ChanelMuslim.com- Kenapa kita tak sehebat para sahabat Nabi shallallahu a’alaihi wassalam. Padahal, Alqurannya sama. Nabinya juga sama. Hanya zamannya saja beda.
Dalam kitab ma’alim fi thariq, Sayid Quthub, rahimahullah, mengulas tentang ini. Menurutnya, ada sejumlah hal yang menjadikan generasi kita tidak sekualitas para sahabat di zaman Nabi saw.
Tentu, masih menurut ulama asal Mesir di tahun 70-an ini, bukan lantaran masih hidupnya Nabi di masa itu. Karena Islam dirancang untuk rentang waktu lama hingga akhir zaman. Sementara, usia Nabi hanya enam puluhan.
Kini, Alqurannya sudah komplit. Sunnah Nabinya sudah lengkap. Persis seperti Alquran dan Sunnah yang dikaji dan dipahami para sahabat di masa itu. Meski Nabi saw.-nya tidak ada, tapi rekaman sunnahnya bisa diputar kapan saja seperti yang termuat dalam kitab-kitab hadis para salaf.
Jadi, kenapa kita bisa tidak sehebat sahabat Nabi? Pertama, menurut Sayid Quthub, sahabat menjadikan Alquran dan Sunnah sebagai satu-satunya sumber rujukan. Meskipun saat itu, banyak syair, filsafat Yunani, dan lainnya yang sudah akrab dalam kehidupan orang Arab saat itu.
Suatu kali Umar bin Khaththab memegang salah satu lembaran mushaf Taurat. Nabi bertanya kepada Umar, apa yang kamu pegang. Umar menjelaskan bahwa ia sedang memegang lembaran Taurat untuk ia baca dan pahami isinya.

=== Daftar Tugas ===
1. Menurut bacaan tentang para sahabat Nabi, apa yang sedang dipegang Umar bin Khaththab ketika Nabi bertanya kepadanya?
2. Terjemahkan kalimat dari bacaan tentang para sahabat Nabi ini ke dalam bahasa Inggris: "Karena Islam dirancang untuk rentang waktu lama hingga akhir zaman."
3. Lanjutkan bacaan tentang para sahabat Nabi itu mulai dari kalimat terakhirnya.
Baris-baris di bawah ini sama sekali tidak berperan di sini.

=== Data yang Diberikan ===
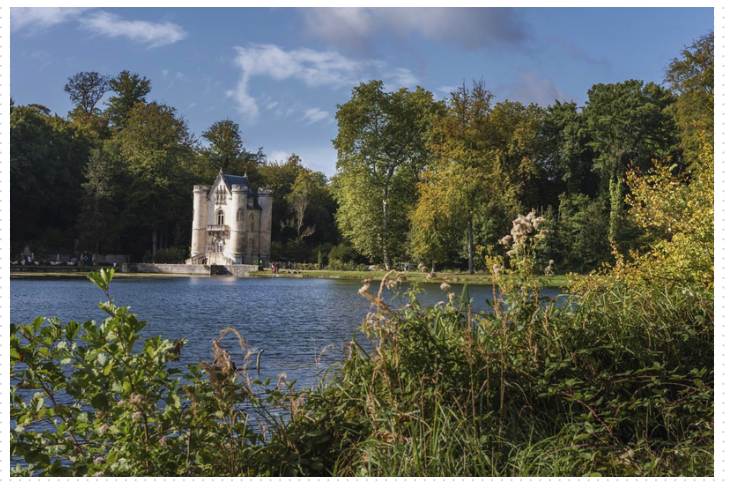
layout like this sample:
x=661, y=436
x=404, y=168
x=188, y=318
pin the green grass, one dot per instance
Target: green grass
x=454, y=278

=== Jawaban Tertulis ===
1. Salah satu lembaran mushaf Taurat.

2. Because Islam was designed for a long span of time, until the end of time.

3.
Nabi pun menjelaskan, sekiranya Nabi yang Allah berikan risalah Taurat itu hidup saat ini, niscaya ia akan merujuk pada Alquran. Mendengar itu, Umar pun langsung membuang lembaran Taurat itu.
Hati dan pikiran para sahabat murni seratus persen berisi rujukan Alquran dan Sunnah. Tidak bercampur dengan ajaran, filsafat, norma, dan lainnya selain itu. Apa yang datang dari Nabi, mereka pegang. Dan apa yang di luar itu, mereka tinggalkan.
Baca Juga: Cara Sahabat Nabi Menimba Ilmu di Tengah Kesibukan
Inilah yang Menjadikan Kita Tak Sehebat Sahabat Nabi
Kedua, ketaatan mereka terhadap Alquran dan Sunnah sebagai ketaatan yang sempurna. Sami’na wa atho’na. Kami dengar, dan kami taat.
Para sahabat mengamalkan apa yang dibimbing syariat secara utuh. Mereka tidak mengamalkan sebagian dan meninggalkan sebagian yang lain. Mereka mengamalkan semua itu dengan penuh keyakinan bahwa Allah dan Rasul-Nya tidak pernah salah dan tidak ada yang patut diragukan.
Ketika Allah dan Rasul-Nya memerintahkan jihad misalnya, tak ada keberatan dan keraguan sedikit pun untuk mereka amalkan. Meskipun hal itu terasa berat. Dan meskipun saat itu mereka umumnya berada dalam tingkat ekonomi yang minim.
Begitu pun dalam perintah hijrah. Para sahabat di Mekkah mengamalkan hal itu secara total. Dengan cara apa pun, mereka harus hijrah ke Madinah. Meskipun nyawa menjadi taruhan. Dan meskipun, mereka harus meninggalkan istri, anak, dan harta yang sudah susah payah mereka kumpulkan.
Ketika perintah menutup aurat turun, secara serentak, semua muslimah mencari bahan busana apa pun untuk dijadikan penutup aurat. Mereka tidak meminta penundaan karena alasan ini dan itu. Dan tidak meminta dispensasi karena keberatan soal ini dan itu.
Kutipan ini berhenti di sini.